** TEXT EXCERPT **
Start of Block
Peyton Green

Posted on Apr 22 • Edited on May 24

Python Developer AI Toolkit, Part 2: Five CLI scripts that automate the prompts

#ai #automation #python #productivity

Part 1 of this series covered the prompt library — 272 prompts for Python and backend development organized by task type. This is Part 2: the five CLI scripts that turn those prompts into automation tools you can run from the command line or wire into your development workflow.

The goal isn't to replace your IDE or your existing toolchain. It's to make AI-assisted code review, test generation, documentation, commit messages, and multi-step analysis available as shell commands — so the prompts run when you need them, not when you remember to open a chat window.

All five scripts use the same dependencies (just requests) and support both Claude and GPT via environment variable. They're in the scripts/ directory of the AI Dev Toolkit.

Script 1: ai_code_reviewer.py

What it does: Sends a source file to AI and returns a structured code review.

python ai_code_reviewer.py src/app.py
python ai_code_reviewer.py src/app.py --format markdown > review.md
python ai_code_reviewer.py src/app.py --format json | jq '.issues[]'

The review covers four categories: security issues, performance concerns, style and readability, and actionable suggestions. The structured output is the key part — "review this code" produces whatever the model feels like. A structured prompt with defined categories produces consistent output you can act on.

Three output formats:

text (default): readable console output
markdown: Markdown-formatted output suitable for saving as a file or pasting into a PR comment
json: machine-parseable output for scripting

# Review every changed file before committing
git diff --name-only HEAD | grep '\.py$' | xargs -I {} python ai_code_reviewer.py {}

# Generate markdown reviews for all files in a PR
git diff origin/main --name-only | grep '\.py$' | while read f; do
  python ai_code_reviewer.py "$f" --format markdown > "reviews/$(basename $f .py)-review.md"
done

When I actually use this: Before any PR that touches business logic. Running it on the file before writing the commit message catches issues I'd otherwise miss — especially the edge cases that don't show up in the happy-path test.

Script 2: test_generator.py

What it does: Analyzes a Python source file and generates a pytest test suite for it.

python test_generator.py src/utils.py
python test_generator.py src/utils.py --output tests/test_utils.py
python test_generator.py src/api/routes.py --output tests/test_routes.py --model gpt

The output is runnable pytest code. The generator analyzes function signatures, type hints, and docstrings to infer what to test — including edge cases and error conditions that aren't always obvious when you're writing the function.

# Generate and immediately run the tests
python test_generator.py src/utils.py --output tests/test_utils.py && python -m pytest tests/test_utils.py -v

The generated tests aren't always perfect out of the box. Complex dependency injection, database interactions, and external API calls need adjustments. But for utility functions, data transformations, and validation logic, the first pass is often 80% of what you'd write manually — in about 15 seconds instead of 20 minutes.

The workflow that's changed how I write code: Run test_generator.py on a new module immediately after writing it. The generated tests are a rapid sanity check on whether the function contract matches what I intended. If the generated tests don't make sense for how I expect the function to be used, the function is probably poorly named or badly documented.
End of Block
** EXTRACTED MATERIAL **
Start of Block
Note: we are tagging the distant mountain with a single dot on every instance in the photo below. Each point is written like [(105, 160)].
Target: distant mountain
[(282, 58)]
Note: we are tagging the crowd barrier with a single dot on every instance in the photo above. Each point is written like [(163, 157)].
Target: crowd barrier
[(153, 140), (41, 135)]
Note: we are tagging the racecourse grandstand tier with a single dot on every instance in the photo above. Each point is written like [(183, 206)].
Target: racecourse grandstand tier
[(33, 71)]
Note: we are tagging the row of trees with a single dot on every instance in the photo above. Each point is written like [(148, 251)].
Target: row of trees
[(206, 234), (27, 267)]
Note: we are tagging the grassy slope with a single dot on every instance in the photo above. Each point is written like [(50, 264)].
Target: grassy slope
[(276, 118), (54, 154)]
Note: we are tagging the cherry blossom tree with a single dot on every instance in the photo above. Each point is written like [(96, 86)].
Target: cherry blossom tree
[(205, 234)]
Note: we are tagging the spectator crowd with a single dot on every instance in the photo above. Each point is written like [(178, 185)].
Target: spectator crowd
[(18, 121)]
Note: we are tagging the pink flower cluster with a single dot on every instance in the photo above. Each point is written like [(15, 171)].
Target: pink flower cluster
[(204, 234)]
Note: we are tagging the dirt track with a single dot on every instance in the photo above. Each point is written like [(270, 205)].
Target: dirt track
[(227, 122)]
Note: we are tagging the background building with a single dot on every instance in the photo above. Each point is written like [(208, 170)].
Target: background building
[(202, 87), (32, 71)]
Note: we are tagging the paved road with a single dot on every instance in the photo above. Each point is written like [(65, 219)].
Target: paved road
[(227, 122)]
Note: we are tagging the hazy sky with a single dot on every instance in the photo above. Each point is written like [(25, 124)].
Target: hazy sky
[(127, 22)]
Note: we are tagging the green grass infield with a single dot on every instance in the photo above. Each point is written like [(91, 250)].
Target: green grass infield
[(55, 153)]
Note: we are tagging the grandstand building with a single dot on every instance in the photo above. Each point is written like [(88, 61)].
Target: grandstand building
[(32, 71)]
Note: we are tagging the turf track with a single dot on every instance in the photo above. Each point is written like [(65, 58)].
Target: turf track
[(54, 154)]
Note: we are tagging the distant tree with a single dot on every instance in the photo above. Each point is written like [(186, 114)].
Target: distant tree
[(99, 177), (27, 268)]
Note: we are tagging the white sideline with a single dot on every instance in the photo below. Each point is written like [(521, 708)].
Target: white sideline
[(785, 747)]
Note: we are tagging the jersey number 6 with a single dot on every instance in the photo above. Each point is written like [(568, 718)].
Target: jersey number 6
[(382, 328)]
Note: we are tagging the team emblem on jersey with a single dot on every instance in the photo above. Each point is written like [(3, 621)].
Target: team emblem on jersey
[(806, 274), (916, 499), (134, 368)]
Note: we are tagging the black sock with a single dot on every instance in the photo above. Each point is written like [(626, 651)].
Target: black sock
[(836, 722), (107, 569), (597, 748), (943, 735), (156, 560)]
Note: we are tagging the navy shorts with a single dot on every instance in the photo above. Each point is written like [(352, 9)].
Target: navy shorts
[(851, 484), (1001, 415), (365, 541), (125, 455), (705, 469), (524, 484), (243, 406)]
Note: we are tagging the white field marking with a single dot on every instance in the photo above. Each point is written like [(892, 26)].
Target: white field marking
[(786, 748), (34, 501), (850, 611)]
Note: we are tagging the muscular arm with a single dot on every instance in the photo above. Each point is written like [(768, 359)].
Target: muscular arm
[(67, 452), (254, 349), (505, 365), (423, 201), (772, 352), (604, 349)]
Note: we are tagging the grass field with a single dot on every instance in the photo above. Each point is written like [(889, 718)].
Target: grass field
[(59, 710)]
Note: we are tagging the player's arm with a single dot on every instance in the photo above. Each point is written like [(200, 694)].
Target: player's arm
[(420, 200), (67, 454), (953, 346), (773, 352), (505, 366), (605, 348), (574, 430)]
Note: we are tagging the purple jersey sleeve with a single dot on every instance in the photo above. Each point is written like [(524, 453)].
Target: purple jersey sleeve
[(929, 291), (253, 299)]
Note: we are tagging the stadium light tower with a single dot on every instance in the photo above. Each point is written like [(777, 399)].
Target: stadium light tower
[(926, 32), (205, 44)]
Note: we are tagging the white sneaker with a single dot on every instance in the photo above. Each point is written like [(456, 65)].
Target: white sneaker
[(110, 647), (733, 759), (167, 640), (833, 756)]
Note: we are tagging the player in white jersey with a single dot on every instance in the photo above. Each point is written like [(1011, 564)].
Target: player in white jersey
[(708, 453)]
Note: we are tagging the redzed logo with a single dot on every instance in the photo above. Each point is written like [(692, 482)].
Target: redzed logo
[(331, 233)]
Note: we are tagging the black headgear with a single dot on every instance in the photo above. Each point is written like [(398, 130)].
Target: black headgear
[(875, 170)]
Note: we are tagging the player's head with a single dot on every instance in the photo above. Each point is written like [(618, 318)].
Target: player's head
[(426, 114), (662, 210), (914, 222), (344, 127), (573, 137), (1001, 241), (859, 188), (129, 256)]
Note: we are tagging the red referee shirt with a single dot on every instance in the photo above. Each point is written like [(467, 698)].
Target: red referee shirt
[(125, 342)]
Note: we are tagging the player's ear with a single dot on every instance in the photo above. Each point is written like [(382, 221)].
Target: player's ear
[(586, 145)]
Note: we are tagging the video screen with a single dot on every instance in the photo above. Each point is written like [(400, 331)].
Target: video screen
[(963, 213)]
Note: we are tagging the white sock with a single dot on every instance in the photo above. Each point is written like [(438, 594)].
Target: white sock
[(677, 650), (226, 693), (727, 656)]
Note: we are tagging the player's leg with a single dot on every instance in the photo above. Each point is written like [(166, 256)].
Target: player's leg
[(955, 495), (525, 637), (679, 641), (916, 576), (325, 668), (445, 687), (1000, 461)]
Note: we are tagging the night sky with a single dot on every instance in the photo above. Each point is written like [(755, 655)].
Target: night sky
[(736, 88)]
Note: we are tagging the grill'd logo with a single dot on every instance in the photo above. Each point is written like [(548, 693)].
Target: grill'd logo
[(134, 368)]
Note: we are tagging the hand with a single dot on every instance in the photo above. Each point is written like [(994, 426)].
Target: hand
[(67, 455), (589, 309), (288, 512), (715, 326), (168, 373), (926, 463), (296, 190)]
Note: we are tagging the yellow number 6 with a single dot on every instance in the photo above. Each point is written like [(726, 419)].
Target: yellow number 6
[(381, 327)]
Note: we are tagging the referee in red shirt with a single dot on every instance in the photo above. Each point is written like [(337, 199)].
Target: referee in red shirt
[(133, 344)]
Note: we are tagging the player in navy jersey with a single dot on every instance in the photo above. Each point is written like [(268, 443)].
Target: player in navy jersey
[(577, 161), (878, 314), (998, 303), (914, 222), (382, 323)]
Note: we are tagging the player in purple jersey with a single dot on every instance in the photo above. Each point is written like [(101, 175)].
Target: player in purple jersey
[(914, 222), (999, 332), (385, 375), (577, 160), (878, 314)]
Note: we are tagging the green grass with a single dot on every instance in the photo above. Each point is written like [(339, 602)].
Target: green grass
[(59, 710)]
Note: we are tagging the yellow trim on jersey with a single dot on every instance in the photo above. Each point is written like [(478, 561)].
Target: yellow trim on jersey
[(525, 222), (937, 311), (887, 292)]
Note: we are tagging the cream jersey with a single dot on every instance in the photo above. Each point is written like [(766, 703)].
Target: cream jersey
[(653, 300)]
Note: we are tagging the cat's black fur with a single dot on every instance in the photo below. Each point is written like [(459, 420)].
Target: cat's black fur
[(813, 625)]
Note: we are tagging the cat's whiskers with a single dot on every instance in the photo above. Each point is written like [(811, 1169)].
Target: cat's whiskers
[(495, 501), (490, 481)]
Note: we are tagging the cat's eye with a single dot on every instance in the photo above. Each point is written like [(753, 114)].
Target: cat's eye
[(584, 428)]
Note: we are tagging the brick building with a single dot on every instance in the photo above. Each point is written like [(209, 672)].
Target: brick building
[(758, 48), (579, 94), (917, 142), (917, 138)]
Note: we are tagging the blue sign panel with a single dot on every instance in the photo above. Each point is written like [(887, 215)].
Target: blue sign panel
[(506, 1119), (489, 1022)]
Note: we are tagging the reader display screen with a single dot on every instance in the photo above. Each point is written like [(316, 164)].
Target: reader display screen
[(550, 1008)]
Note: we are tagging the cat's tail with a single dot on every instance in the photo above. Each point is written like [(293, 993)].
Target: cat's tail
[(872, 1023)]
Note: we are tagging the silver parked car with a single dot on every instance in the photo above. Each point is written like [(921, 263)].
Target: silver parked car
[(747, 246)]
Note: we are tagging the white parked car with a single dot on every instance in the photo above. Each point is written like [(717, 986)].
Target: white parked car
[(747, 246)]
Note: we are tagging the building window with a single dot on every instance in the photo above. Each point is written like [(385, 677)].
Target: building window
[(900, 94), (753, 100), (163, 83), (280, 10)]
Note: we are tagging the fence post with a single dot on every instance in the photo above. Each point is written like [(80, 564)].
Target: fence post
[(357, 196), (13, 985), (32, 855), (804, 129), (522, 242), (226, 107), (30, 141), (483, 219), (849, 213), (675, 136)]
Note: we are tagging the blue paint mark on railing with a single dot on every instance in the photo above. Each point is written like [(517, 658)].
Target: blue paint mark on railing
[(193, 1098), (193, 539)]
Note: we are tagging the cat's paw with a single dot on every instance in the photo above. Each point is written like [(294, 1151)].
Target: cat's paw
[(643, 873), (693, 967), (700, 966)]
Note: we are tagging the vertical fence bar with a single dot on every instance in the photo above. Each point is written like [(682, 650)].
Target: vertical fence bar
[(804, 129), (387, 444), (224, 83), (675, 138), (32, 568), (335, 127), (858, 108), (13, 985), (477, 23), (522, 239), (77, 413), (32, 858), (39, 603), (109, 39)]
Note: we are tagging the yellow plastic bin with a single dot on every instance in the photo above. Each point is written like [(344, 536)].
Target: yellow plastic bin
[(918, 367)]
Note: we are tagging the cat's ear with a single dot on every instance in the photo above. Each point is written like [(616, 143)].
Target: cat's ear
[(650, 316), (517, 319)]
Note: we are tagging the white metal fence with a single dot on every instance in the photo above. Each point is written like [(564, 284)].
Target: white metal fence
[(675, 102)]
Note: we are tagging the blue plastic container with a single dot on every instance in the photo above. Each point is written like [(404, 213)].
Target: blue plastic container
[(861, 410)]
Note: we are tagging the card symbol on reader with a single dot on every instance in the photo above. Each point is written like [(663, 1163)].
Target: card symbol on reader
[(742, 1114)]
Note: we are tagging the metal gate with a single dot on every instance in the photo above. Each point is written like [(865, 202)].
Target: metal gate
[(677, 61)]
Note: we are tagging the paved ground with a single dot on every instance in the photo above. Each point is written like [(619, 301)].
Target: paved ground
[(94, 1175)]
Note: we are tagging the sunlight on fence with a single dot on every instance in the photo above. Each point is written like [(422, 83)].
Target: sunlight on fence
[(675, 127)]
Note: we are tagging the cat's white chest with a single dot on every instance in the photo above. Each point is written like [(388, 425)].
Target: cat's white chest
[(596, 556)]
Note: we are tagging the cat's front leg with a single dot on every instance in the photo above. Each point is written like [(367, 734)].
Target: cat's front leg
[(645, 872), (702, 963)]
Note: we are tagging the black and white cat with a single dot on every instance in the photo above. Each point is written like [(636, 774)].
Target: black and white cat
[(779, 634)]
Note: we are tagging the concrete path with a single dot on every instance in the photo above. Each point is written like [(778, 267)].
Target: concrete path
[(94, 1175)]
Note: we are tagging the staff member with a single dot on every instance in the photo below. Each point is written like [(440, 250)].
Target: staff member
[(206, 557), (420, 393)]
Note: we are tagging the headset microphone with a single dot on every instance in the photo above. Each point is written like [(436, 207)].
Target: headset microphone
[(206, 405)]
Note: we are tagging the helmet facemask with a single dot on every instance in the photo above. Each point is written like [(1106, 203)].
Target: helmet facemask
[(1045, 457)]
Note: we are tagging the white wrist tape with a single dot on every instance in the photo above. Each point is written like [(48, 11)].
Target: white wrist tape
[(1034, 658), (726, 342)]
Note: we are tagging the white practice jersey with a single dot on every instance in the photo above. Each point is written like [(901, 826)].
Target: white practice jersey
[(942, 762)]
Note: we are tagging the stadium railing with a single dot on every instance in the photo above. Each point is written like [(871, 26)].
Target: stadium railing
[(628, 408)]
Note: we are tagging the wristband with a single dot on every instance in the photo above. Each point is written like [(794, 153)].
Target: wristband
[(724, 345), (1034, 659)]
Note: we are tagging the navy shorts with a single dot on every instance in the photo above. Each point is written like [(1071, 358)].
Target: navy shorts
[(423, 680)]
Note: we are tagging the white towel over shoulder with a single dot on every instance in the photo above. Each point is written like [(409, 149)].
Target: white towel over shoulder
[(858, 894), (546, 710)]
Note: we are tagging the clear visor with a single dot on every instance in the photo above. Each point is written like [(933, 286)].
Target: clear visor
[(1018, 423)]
End of Block
** THE TASK **
Write the next part of the article on the Python CLI scripts for AI-assisted development, picking up after its last sentence. The items have no connection to the article on Python CLI scripts for AI-assisted development.

** RESULT OF THIS EXERCISE **
Script 3: doc_generator.py

What it does: Generates structured Markdown documentation from Python source files or entire directories.

# Document a single file
python doc_generator.py src/utils.py

# Document an entire package
python doc_generator.py src/ --output docs/

# Generate and redirect to a file
python doc_generator.py src/api/routes.py > docs/routes.md

The output is structured Markdown: module overview, function/class signatures, parameter descriptions, return types, and usage examples. It reads docstrings if they exist and supplements them — or generates from scratch if there are no docstrings.

For packages with clear type hints and function names, the output requires minimal editing. For older codebases with minimal documentation, it produces a first pass that's faster to edit than to write from scratch.

# Document all Python files in a project and write to docs/
find src/ -name "*.py" | while read f; do
  python doc_generator.py "$f" --output "docs/$(dirname ${f#src/})/$(basename $f .py).md"
done

Script 4: commit_message_ai.py

What it does: Generates a conventional commit message from your staged git diff.

# See the suggested message
git add -p
python commit_message_ai.py

# Copy to clipboard
python commit_message_ai.py --copy

# Commit directly
python commit_message_ai.py --apply

# Install as a git hook (runs automatically on every `git commit`)
python commit_message_ai.py --install

The generated messages follow the Conventional Commits format: type(scope): description. The model reads the actual diff — not just the filenames — and produces a message that accurately describes what changed and why.

The --install flag is the useful one. It installs the script as a prepare-commit-msg git hook. After that, every time you run git commit, your editor opens with an AI-generated message pre-filled. Keep it, edit it, or replace it — but you're starting from something specific rather than a blank cursor.

# Install and test
python commit_message_ai.py --install
git add .
git commit  # Your editor opens with: "feat(auth): add JWT refresh token rotation"

Caveat: The hook reads staged changes from git diff --cached. If you stage everything with git add ., the message covers the full diff. If you stage selectively with git add -p, the message covers only what you've staged. Either works — the message reflects what's actually in the commit.

Script 5: prompt_chain.py

What it does: Runs multi-step AI workflows defined in YAML configuration files.

python prompt_chain.py chains/code_review.yaml --input src/app.py
python prompt_chain.py chains/bug_analysis.yaml --input "Login fails on Safari with SSO enabled"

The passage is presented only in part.